_TASK DETAILS_. Summarize the passage on T cell vaccines in three sentences.

_PASSAGE_.
******

Quest for First Vaccine Targeting T Cell Responses
To take on herpes, HIV, Chlamydia and similar diseases where they thrive, the body may have to destroy its own infected cells—which it can do quite effectively given the proper response from the body’s T cells, powerful immune system cells that can cross cellular boundaries.
However, harnessing this aspect of the body’s natural defense system has stymied drug developers. Despite years of academic and industry work, and even clinical trials, there are no vaccines on the market designed to induce T cell responses against infectious diseases.
The problem has been the intertwined combination of human genetics and the sheer volume of potential pathogen-specific T cell targets.
Unlike vaccines designed to induce antibody responses, T cell activating targets (antigens) may work in some populations but not in others. Identifying the perfect antigens by testing many thousands of pathogen candidates across multiple human T cell variations is the proverbial needle in the haystack problem.
To overcome this challenge, Darren Higgins, Harvard Medical School Professor of Microbiology and Immunobiology and co-founder of Genocea, developed a process to rapidly screen and test potential T cell antigens. “At Genocea, we can mimic the human body’s immune response in the lab and quickly narrow the vaccine candidate pool,” said Higgins.

******

_INFORMATION SUPPLIED_.

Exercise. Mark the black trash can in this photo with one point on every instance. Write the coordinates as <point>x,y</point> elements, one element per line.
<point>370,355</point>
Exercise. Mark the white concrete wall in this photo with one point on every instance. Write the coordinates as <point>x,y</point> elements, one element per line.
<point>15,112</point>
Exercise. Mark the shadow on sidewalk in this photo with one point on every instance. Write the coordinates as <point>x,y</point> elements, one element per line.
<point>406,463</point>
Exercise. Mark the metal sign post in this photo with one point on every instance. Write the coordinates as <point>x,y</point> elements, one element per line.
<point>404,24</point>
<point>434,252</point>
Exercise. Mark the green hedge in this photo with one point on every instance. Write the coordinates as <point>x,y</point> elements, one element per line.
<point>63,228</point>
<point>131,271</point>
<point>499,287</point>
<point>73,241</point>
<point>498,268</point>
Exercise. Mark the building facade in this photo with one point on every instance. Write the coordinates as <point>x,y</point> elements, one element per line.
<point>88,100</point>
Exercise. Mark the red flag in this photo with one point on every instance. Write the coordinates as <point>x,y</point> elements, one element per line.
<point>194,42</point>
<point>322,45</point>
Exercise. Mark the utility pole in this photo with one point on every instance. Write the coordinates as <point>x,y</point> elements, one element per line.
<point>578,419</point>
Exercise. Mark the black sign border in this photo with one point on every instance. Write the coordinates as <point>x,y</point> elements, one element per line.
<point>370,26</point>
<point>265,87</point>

******

_RESPONSE_. T cells can help the body destroy its own infected cells in diseases such as herpes, HIV and Chlamydia, but no vaccine on the market is designed to induce T cell responses against infectious diseases. The obstacle has been human genetic variation combined with the huge number of potential pathogen-specific targets, so antigens may work in some populations and not others. To meet this challenge, Darren Higgins, a Harvard Medical School professor and co-founder of Genocea, developed a process that mimics the human immune response in the lab to rapidly screen and test potential T cell antigens.